Task details:
Give the records back in full, exactly as they read.

* START Data listing *

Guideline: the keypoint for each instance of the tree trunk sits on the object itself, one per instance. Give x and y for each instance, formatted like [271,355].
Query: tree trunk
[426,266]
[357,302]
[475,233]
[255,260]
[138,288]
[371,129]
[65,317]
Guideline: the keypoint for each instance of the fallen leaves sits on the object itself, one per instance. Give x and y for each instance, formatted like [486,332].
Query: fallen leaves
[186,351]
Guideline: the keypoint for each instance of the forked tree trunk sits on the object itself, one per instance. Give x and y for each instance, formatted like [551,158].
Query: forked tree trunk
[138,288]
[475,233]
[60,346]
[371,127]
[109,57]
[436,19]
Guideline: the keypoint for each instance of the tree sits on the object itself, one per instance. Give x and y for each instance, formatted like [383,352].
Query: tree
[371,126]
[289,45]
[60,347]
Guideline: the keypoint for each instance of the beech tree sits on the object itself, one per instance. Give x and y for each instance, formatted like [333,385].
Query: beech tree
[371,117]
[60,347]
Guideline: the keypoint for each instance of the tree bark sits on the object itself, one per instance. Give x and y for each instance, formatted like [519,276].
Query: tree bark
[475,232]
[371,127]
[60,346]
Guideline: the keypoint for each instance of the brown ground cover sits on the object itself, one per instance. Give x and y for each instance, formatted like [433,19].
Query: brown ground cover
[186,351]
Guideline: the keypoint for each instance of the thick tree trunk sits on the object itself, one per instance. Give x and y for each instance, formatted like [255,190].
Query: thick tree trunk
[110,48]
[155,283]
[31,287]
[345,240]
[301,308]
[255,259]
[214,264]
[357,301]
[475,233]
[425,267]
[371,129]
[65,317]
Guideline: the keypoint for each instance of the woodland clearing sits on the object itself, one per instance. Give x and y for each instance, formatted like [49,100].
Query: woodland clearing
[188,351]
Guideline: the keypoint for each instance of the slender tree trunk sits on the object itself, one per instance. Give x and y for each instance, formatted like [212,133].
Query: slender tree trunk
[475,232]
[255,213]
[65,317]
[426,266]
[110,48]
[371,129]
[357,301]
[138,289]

* END Data listing *

Task response:
Guideline: the keypoint for each instance of the tree trunk sits on the object itself, one per instance. Give x and y for each instance, formatted like [271,355].
Query: tree trunk
[426,266]
[357,302]
[475,233]
[255,260]
[138,288]
[371,129]
[65,317]
Guideline: the keypoint for each instance of the fallen leaves sits on the object itself, one per instance. Give x and y for each instance, formatted like [486,332].
Query: fallen leaves
[186,351]
Guideline: the keypoint for each instance of the forked tree trunk sits on the object itself, one per instance. Give x and y for each instance, formatted like [551,158].
Query: forked tree trunk
[138,288]
[475,233]
[60,346]
[371,127]
[109,57]
[436,19]
Guideline: the keypoint for each instance of the tree sits on the object itself, one per instance. Give x and y for each instance, formatted like [383,352].
Query: tree
[371,126]
[289,45]
[60,347]
Guideline: the keypoint for each instance of the beech tree sits on the object itself, one per instance. Give x and y for each instance, formatted like [333,385].
Query: beech tree
[371,117]
[60,347]
Guideline: the keypoint for each instance of the tree bark sits on the object itself, one per instance. Give x and y for each instance, formatted like [519,276].
Query: tree bark
[475,232]
[371,127]
[60,346]
Guideline: the keypoint for each instance of the brown ground cover sits on the object itself, one per instance. Give x and y for each instance, formatted like [433,19].
Query: brown ground cover
[186,351]
Guideline: the keypoint for each instance of the thick tree trunk sits on the object itself, one per instance. Give x and y for each instance, formatted like [255,190].
Query: thick tree trunk
[110,48]
[155,283]
[31,287]
[345,240]
[301,308]
[255,259]
[214,264]
[357,301]
[475,233]
[425,267]
[371,129]
[65,317]
Guideline: the keypoint for each instance of the woodland clearing sits on the object itself, one per instance. Give x and y for each instance, formatted like [49,100].
Query: woodland clearing
[188,351]
Guideline: the keypoint for each instance of the slender tree trunk sits on the object itself, one per instance. Give x and y for each instance, formatted like [212,133].
Query: slender tree trunk
[475,232]
[255,213]
[65,317]
[426,266]
[110,48]
[371,129]
[357,301]
[138,289]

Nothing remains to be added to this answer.